*THE TASK*
Below are some records; state how many of their lines contain the word "sock", and add nothing.

[Image-grounded pointing data]
---*---
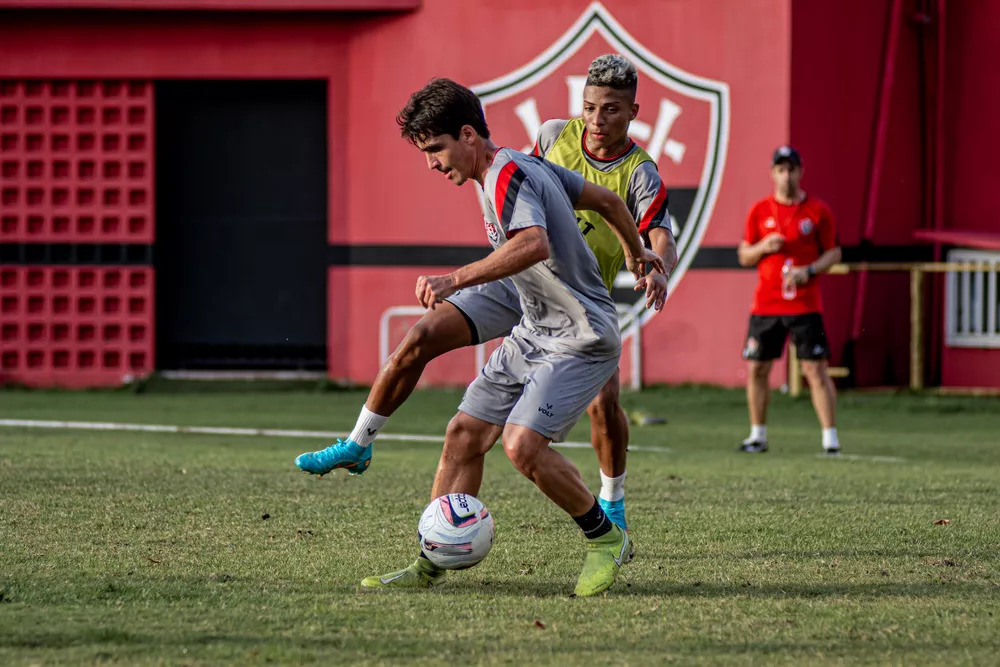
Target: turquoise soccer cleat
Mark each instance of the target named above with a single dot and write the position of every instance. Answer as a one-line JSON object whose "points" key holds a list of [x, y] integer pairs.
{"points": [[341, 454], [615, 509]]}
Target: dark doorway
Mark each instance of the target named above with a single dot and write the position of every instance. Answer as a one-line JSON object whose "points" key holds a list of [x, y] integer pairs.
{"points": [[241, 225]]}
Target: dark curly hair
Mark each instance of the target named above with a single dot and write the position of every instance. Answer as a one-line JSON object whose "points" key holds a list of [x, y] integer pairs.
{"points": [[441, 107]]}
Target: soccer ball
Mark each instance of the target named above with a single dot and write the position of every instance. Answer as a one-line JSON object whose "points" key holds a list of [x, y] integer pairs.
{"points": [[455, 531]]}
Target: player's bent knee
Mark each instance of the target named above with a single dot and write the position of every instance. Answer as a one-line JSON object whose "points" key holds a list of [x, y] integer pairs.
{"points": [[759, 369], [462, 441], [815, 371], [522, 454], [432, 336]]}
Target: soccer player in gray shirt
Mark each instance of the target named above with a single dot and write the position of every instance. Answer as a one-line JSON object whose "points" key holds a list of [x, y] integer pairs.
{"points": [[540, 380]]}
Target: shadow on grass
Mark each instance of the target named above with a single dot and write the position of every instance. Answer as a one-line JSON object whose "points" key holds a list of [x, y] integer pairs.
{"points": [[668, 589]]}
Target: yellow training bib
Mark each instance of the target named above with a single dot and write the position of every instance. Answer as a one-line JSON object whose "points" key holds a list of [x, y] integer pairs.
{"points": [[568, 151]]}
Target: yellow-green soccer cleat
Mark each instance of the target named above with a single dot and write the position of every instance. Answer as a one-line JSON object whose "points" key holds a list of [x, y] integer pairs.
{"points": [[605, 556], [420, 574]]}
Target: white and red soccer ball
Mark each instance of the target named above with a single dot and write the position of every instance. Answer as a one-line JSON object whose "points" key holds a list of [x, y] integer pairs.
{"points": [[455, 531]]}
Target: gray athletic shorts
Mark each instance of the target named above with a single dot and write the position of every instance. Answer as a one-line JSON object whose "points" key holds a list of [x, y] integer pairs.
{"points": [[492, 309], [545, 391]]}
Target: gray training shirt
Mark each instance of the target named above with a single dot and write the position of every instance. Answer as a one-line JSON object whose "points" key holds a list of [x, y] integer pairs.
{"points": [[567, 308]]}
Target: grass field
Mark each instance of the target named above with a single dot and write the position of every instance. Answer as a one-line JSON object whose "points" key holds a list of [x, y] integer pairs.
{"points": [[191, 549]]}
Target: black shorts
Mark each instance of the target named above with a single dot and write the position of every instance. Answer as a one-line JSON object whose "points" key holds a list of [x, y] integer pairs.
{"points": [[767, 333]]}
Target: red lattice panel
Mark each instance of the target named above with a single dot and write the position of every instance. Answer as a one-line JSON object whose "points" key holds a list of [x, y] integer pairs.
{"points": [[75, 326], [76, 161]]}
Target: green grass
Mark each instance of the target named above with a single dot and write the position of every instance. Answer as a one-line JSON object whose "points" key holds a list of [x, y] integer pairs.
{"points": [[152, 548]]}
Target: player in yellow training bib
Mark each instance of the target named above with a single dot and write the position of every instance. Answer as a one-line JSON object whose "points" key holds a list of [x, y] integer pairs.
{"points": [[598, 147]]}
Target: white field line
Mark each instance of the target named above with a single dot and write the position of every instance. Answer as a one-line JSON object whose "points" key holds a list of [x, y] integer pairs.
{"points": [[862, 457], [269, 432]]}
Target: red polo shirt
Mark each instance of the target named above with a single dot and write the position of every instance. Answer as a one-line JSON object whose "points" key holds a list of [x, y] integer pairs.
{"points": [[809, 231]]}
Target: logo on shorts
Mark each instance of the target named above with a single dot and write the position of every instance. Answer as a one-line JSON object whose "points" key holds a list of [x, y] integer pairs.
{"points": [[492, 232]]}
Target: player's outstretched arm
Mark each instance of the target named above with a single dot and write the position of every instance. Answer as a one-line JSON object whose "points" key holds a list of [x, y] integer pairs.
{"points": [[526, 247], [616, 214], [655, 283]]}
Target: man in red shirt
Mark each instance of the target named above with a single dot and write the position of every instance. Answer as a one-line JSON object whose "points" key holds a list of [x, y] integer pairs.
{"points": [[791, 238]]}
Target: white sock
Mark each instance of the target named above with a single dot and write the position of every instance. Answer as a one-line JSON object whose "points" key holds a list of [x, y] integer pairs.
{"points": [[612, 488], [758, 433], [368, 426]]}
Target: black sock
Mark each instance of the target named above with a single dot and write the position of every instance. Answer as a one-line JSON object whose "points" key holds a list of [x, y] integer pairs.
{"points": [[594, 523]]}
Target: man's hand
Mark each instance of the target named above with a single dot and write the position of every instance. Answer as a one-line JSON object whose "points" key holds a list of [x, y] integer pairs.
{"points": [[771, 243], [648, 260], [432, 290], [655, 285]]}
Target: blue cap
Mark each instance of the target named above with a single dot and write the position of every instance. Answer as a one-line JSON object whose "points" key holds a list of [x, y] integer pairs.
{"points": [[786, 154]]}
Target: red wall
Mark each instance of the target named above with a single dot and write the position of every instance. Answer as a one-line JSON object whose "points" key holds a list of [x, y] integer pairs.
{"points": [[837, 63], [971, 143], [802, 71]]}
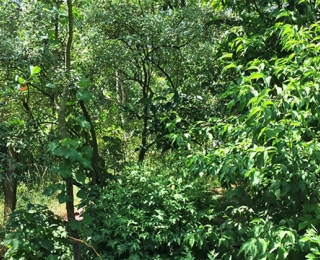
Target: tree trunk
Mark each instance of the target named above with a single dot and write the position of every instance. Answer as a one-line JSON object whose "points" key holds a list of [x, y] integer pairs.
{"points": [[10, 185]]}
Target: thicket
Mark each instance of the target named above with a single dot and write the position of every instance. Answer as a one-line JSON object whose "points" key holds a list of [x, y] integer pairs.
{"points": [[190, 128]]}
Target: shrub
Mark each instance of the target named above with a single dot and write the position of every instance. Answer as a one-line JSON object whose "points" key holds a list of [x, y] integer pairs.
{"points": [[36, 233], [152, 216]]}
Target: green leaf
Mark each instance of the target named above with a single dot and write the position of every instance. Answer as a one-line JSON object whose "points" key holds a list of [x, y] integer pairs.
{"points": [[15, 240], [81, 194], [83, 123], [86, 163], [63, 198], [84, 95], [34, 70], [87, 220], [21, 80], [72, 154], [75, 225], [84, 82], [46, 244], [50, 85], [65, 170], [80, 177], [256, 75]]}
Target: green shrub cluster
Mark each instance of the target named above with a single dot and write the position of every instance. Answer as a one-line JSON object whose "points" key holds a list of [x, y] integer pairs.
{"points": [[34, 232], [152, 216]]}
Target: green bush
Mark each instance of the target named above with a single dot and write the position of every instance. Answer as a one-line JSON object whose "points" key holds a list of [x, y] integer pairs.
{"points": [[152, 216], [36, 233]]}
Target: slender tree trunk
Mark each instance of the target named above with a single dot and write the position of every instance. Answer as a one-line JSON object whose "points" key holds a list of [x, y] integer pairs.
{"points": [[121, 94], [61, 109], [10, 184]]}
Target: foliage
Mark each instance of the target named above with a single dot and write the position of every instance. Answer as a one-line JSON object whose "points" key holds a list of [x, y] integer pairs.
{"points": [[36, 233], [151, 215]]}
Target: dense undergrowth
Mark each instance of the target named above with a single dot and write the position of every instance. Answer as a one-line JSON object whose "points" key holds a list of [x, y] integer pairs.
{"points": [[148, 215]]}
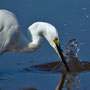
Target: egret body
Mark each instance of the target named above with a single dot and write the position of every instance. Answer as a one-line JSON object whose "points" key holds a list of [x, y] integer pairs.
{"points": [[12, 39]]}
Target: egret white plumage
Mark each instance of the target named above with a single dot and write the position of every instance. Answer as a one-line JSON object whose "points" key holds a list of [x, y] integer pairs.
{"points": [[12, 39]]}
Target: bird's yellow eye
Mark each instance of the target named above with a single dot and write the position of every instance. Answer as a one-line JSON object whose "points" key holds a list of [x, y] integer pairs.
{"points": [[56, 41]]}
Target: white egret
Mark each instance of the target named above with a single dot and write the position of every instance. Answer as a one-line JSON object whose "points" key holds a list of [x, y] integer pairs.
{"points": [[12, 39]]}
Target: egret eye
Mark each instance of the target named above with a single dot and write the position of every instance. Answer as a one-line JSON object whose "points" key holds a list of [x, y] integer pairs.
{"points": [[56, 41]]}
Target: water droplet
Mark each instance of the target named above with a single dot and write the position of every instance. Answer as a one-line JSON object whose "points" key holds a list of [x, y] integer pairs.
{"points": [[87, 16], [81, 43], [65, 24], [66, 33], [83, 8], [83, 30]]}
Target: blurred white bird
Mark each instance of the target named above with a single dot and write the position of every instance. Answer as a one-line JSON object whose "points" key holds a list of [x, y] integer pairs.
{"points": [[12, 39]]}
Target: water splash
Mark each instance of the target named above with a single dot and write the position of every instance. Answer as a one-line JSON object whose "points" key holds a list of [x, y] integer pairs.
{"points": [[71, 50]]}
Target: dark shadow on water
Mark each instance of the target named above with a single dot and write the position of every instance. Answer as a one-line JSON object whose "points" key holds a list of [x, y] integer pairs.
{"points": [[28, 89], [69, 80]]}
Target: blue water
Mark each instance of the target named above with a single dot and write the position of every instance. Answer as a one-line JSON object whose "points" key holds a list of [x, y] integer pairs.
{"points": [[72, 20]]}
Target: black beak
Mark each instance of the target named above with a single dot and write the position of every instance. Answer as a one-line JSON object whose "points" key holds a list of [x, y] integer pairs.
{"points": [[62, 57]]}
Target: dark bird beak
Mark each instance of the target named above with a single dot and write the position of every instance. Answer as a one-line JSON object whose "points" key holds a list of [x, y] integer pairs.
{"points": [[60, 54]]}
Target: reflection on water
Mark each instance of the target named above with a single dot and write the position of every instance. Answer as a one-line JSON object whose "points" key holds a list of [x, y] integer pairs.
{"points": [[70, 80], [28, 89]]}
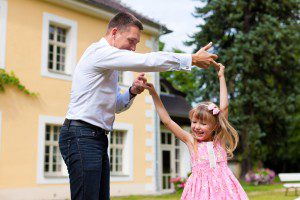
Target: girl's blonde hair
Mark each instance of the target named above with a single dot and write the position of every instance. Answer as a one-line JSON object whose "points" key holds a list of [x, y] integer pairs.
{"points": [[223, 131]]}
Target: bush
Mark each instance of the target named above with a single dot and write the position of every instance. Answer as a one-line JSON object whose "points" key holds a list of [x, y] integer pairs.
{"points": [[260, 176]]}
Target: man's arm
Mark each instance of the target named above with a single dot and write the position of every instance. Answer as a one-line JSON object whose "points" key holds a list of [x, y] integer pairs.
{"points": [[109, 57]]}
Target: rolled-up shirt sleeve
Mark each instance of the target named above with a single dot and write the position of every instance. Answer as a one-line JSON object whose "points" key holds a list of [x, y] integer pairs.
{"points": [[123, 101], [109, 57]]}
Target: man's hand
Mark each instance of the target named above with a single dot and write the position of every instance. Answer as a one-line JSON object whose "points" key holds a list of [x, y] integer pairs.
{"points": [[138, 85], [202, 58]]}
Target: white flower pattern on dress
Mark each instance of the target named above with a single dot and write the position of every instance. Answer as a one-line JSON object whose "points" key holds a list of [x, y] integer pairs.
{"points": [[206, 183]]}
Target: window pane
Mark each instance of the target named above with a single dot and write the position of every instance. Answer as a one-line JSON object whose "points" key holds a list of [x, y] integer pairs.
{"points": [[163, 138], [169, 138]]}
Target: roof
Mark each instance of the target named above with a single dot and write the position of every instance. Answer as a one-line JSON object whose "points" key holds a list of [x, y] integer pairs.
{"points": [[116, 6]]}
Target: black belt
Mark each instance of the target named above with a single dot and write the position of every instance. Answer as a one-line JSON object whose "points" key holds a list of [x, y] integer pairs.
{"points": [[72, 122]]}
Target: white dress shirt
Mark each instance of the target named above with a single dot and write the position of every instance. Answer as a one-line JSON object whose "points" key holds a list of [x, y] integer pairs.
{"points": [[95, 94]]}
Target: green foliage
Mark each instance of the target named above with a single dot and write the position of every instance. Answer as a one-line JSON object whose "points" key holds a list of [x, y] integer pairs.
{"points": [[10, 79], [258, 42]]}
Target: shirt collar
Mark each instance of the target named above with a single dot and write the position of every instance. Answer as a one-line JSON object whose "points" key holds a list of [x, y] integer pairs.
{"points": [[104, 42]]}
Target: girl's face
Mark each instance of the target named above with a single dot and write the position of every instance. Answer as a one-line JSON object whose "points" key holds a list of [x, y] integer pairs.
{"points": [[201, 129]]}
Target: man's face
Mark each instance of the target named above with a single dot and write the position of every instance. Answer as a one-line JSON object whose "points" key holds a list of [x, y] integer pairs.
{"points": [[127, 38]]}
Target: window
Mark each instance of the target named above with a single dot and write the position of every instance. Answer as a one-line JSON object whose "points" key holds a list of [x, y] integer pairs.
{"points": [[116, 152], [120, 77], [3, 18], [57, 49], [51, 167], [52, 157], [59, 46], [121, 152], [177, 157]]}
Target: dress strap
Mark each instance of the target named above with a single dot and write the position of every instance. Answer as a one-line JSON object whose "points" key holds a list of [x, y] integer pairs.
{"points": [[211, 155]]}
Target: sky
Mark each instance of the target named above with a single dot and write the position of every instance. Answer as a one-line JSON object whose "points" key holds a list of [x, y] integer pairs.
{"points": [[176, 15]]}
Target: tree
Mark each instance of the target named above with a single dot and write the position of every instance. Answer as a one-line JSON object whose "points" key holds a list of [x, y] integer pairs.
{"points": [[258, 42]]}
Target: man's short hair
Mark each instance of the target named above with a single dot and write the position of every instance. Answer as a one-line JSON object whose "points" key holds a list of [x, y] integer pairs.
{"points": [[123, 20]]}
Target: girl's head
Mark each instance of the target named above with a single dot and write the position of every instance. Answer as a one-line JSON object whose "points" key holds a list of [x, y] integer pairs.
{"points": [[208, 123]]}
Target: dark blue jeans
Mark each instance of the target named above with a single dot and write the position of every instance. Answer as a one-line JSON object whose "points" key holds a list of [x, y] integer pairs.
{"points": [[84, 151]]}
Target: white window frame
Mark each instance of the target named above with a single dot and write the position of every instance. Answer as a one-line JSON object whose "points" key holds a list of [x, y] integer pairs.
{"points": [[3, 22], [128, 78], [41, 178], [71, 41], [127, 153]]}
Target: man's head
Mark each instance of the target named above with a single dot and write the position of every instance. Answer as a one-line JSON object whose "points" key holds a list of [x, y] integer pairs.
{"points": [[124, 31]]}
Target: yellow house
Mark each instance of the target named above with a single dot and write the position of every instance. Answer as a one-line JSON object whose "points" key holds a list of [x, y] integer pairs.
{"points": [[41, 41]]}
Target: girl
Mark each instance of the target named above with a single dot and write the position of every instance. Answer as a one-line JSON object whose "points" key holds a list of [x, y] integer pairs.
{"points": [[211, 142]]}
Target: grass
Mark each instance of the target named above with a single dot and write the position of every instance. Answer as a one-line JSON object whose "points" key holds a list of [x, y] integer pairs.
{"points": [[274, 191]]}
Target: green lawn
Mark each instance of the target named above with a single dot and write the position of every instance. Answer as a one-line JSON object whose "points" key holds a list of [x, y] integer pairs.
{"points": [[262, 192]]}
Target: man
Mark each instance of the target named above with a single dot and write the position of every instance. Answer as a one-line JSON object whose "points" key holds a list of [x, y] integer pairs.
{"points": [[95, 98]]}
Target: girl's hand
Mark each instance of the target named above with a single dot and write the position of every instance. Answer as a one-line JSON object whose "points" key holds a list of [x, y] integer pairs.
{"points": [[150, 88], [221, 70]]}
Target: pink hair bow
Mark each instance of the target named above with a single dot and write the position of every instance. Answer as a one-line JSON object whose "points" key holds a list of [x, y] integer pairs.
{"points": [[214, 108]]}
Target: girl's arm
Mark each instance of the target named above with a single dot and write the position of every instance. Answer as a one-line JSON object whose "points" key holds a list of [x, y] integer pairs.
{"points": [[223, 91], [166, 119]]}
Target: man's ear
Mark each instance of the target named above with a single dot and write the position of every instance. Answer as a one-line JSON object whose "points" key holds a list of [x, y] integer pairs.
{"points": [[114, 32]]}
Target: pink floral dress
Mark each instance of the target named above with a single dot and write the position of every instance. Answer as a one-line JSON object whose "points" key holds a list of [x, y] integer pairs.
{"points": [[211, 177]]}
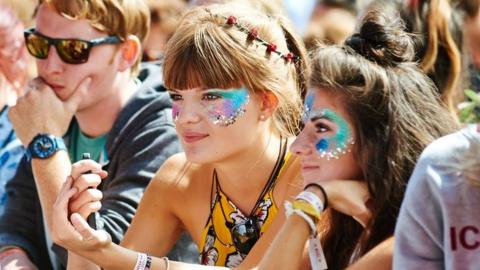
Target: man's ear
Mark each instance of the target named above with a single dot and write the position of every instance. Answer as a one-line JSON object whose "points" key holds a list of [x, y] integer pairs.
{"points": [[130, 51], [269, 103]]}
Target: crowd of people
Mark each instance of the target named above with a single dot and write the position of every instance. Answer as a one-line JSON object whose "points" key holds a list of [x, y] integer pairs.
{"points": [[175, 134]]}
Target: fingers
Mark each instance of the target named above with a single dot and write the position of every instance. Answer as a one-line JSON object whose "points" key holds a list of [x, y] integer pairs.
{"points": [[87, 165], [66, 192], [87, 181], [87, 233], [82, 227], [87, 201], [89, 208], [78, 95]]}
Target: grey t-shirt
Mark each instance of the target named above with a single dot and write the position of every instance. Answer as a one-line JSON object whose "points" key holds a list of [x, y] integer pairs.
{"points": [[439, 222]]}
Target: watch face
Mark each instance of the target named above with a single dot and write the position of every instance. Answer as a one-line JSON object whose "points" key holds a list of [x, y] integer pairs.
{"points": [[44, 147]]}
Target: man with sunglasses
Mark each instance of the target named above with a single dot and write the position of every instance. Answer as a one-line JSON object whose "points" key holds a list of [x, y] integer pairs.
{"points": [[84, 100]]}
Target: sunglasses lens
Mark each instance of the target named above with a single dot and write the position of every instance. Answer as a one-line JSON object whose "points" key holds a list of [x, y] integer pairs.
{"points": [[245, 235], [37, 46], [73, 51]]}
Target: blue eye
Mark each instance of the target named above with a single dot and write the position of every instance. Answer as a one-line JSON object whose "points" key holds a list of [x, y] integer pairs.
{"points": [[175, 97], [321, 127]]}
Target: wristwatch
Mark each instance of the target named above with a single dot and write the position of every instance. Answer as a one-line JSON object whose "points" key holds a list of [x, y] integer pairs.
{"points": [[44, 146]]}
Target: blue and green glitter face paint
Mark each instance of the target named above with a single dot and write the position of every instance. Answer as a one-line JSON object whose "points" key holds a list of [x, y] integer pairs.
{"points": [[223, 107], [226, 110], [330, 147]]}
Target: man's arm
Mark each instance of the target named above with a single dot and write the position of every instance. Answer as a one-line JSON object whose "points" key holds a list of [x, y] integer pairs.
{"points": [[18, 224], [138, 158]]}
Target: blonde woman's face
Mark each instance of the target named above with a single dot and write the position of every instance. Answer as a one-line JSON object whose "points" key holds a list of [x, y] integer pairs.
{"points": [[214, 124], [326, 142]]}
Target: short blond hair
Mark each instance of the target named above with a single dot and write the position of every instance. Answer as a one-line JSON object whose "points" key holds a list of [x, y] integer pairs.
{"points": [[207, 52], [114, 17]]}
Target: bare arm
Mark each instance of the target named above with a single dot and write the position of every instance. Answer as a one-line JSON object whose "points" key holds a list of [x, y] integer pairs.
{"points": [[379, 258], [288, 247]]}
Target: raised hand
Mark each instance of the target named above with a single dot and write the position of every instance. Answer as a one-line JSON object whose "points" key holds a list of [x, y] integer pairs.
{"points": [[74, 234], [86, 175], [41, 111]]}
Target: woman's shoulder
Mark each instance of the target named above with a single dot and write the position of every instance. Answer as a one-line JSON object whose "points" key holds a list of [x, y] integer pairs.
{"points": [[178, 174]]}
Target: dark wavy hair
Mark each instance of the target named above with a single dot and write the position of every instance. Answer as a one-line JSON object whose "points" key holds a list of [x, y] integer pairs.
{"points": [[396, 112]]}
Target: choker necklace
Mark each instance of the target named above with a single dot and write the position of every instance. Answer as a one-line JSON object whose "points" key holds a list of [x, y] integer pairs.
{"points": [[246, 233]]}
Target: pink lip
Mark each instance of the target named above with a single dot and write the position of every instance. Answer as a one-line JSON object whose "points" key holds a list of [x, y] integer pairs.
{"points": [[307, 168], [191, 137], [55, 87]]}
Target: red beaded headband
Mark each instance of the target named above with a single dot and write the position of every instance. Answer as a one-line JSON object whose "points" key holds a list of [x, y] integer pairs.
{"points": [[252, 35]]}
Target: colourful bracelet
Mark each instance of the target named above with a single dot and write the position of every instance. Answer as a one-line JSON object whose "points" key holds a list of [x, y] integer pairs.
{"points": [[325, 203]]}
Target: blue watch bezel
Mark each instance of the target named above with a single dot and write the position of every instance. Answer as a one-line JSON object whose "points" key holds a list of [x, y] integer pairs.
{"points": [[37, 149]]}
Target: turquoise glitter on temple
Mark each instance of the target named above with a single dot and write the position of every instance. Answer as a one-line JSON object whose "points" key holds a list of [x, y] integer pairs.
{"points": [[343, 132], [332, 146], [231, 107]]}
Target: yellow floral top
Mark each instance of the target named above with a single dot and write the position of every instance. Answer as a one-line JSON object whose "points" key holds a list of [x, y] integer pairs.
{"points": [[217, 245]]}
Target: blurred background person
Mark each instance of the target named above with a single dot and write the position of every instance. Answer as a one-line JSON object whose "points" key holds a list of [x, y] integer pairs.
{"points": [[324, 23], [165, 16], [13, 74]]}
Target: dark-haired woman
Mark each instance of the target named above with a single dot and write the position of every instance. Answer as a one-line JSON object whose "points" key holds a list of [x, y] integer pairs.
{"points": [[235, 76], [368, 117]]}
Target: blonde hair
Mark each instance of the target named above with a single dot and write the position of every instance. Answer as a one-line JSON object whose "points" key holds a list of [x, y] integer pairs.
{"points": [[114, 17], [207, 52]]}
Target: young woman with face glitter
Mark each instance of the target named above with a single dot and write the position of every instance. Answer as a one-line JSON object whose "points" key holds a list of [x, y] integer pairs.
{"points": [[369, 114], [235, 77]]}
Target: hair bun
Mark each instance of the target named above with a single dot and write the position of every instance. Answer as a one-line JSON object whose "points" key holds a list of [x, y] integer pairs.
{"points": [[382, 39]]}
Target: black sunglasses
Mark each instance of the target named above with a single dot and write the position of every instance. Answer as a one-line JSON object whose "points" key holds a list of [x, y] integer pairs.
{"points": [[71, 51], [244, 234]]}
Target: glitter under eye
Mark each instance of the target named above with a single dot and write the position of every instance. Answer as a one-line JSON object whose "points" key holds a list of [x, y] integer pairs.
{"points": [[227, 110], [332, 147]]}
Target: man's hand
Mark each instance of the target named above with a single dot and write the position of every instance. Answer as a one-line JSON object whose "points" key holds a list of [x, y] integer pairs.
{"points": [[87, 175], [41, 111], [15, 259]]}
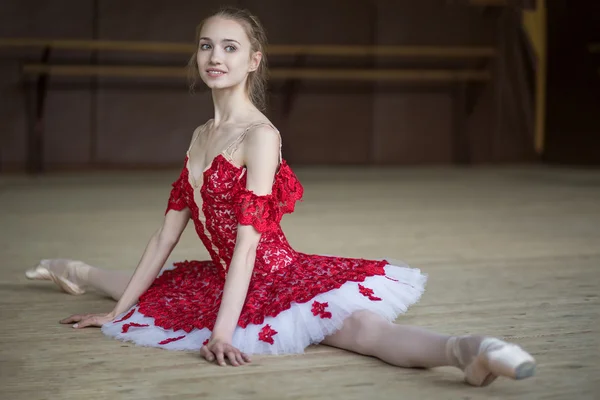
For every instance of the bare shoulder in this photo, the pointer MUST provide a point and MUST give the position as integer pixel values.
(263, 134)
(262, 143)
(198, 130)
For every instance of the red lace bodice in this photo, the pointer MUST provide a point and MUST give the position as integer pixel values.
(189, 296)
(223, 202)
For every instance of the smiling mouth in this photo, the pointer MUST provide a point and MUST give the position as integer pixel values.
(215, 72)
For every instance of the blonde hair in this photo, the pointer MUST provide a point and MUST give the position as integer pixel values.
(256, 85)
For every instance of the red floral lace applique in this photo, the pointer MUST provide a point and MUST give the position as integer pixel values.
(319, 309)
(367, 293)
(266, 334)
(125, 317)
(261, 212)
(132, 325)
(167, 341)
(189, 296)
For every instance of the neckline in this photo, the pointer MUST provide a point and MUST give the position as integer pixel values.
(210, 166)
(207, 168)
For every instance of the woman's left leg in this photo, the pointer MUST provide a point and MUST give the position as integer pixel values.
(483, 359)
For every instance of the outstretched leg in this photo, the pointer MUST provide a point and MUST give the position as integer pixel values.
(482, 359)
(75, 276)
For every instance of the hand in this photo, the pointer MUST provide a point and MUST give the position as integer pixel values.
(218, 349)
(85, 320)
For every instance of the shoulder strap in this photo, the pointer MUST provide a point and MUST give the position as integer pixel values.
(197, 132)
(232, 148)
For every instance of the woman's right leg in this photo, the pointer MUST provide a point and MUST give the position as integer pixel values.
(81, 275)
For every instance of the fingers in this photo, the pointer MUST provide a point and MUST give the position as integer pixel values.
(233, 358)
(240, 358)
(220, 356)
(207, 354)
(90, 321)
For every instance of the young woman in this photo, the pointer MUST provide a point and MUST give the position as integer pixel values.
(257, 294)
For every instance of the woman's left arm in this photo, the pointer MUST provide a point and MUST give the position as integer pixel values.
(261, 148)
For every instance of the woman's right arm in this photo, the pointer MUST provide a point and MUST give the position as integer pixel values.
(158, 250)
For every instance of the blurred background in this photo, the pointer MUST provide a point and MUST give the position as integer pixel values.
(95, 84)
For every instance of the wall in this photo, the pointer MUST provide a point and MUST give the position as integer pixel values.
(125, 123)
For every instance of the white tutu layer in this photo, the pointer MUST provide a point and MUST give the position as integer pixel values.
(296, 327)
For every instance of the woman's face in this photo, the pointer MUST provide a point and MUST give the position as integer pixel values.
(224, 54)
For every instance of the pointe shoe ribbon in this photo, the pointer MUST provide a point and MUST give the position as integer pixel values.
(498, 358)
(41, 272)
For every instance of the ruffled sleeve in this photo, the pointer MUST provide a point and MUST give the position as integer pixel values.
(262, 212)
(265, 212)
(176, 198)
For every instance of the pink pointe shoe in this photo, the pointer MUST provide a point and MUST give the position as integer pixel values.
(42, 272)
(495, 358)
---*---
*RESULT FOR THIS EXERCISE*
2